--- Text for analysis ---
Have a look at what electricity does to the body - interesting reading if you enjoy physics.

The damage electricity does to the body is determined by the following:

  • 1. The type and magnitude of the current.
  • 2. The resistance of the body at the point of contact.
  • 3. The pathway of the current.
  • 4. The duration of the current flow.

The type and magnitude of the current has a profound influence on the injury that is caused by an electrical shock. Direct current (DC) doesn't cycle (i.e. it doesn't change between positive and negative) and isn't as dangerous as alternating current (AC).

The effects of AC depend largely on the frequency and low frequency AC (50-60 Hz) is more dangerous than high frequency current. One has to wonder which bright spark decided that we need AC at 50 - 60 Hz in our houses!

DC tends to cause the muscles to contract and this often makes one pull away from the source. AC often causes muscle tetany and "freezes" the hand to the source, thereby increasing the time exposed to the electricity. The "let-go" current is the highest amperage at which you will still be able to pull your hand away when you receive a shock.

For DC this is about 75 milliamperes (mA) and for AC it's about 15 mA depending on the person's muscle mass (the higher the muscle mass, the higher the cut-off amperage).

Altered function
Generally speaking, the higher the voltage and the amperage, the more dangerous the current. This is true for both DC and AC and they both alter physiological function and cause physical damage.

Altered physiological function includes involuntary muscle contractions, seizures, ventricular fibrillation (the heart beats so fast that it doesn't pump any blood), denaturation of proteins, blood clotting problems, dehydration, and cardiac and respiratory arrest.

Physical damage includes burn wounds, tissue necrosis, fractures, and torn muscles and tendons. The body resistance is measured in ohms/cm2 and is basically determined by the thickness of the skin. Thick calloused skin like the soles may have a resistance as high as 2-3 million ohms/cm2, normal skin's resistance is typically 20-30 thousand ohms/cm2 and wet thin skin 500 ohms/cm2.
--- Provided material ---
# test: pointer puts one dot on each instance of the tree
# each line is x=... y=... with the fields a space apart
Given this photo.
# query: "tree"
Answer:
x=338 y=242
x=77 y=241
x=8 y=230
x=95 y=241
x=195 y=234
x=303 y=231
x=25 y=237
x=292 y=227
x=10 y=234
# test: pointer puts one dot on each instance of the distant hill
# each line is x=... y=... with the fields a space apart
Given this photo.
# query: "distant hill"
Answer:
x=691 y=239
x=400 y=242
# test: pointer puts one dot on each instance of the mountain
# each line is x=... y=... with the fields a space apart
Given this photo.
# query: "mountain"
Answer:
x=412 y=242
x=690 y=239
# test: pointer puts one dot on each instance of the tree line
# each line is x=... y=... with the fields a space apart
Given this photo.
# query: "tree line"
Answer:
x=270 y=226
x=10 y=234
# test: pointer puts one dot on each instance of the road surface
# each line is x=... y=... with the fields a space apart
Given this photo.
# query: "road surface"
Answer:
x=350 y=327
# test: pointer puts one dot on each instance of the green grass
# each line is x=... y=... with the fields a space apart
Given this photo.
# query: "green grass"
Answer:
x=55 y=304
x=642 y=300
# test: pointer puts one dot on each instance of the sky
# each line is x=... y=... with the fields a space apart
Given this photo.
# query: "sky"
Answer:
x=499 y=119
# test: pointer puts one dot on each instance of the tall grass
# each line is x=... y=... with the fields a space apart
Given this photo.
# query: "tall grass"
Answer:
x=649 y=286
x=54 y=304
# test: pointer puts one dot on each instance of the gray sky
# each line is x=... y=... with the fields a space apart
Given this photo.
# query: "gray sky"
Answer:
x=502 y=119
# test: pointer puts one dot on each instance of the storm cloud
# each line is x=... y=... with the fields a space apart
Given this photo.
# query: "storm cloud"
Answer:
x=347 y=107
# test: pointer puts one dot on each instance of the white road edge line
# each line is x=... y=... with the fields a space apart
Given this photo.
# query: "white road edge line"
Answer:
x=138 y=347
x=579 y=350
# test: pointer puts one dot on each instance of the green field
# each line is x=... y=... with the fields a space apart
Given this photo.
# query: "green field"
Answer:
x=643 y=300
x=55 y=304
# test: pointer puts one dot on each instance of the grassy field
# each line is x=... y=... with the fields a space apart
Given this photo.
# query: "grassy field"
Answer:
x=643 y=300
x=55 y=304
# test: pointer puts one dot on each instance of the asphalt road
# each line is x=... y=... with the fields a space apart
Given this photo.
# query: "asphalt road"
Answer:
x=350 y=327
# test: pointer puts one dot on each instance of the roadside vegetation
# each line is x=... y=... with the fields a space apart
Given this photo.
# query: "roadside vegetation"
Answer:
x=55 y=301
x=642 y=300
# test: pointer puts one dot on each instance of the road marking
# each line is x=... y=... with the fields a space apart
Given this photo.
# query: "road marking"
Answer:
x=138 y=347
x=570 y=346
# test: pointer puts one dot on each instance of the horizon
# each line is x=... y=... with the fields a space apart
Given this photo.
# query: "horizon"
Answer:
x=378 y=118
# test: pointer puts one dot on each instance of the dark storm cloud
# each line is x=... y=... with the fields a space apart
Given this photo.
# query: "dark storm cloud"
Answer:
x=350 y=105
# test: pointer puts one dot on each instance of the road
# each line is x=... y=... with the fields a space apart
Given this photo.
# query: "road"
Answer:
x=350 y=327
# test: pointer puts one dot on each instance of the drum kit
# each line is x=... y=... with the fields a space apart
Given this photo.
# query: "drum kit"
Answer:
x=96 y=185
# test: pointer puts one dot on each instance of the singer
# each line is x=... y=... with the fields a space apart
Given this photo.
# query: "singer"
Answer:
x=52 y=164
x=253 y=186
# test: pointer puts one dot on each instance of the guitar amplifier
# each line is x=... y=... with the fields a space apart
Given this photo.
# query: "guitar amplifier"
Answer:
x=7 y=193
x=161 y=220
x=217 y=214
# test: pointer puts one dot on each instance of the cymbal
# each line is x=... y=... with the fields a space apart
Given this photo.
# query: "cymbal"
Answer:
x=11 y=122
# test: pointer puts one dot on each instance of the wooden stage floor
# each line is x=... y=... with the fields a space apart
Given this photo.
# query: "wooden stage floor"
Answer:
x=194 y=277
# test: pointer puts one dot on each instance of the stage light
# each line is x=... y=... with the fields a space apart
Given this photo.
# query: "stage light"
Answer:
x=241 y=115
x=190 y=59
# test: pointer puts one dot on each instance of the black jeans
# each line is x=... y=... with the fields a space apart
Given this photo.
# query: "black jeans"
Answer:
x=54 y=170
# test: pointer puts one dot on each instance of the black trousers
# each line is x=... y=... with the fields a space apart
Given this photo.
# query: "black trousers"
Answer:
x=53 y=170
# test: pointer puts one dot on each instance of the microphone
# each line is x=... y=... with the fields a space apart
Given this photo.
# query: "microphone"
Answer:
---
_Exercise set_:
**1.** In the text on what electricity does to the body, what is the "let-go" current for AC?
**2.** Pick up the text on what electricity does to the body after its final sentence and keep writing it.

_Exercise responses_:
**1.** About 15 milliamperes (mA), depending on the person's muscle mass.

**2.**
If the skin is punctured (e.g. cuts, needles) or the current is applied to a mucous membrane (e.g. mouth, rectum, vagina), the resistance may be as low as 200-300 ohms/cm2. If the resistance is high, large surface damage may occur with little deeper damage. It the resistance is low, the person may suffer little if any skin damage, but may still die from cardiac arrest if the current reaches the heart.

When a radio falls into a bathtub, a person will die of cardiac arrest without suffering any burn wounds. Simplified, the higher the resistance, the more heat is generated in the skin and the lower the chance of deep damage and vice versa.

Pathway through the body
The pathway of the current through the body is crucial in determining the injury. If the current passes through the heart (head/hand/foot to hand/foot) it may be fatal. 220v at 60Hz AC travelling through the chest for a fraction of a second may induce ventricular fibrillation at currents as low as 60-100mA (300-500mA if DC).

If the current has a direct pathway to the heart like in the case of a pacemaker, less than 1mA is needed (AC or DC). The most common entry point for electricity is the hand, followed by the head. The most common exit is the foot. The duration of the current flow, just like the duration of the exposure, is directly proportional to the amount of injury to the body (the heart being the exception as small currents at low voltages may be fatal).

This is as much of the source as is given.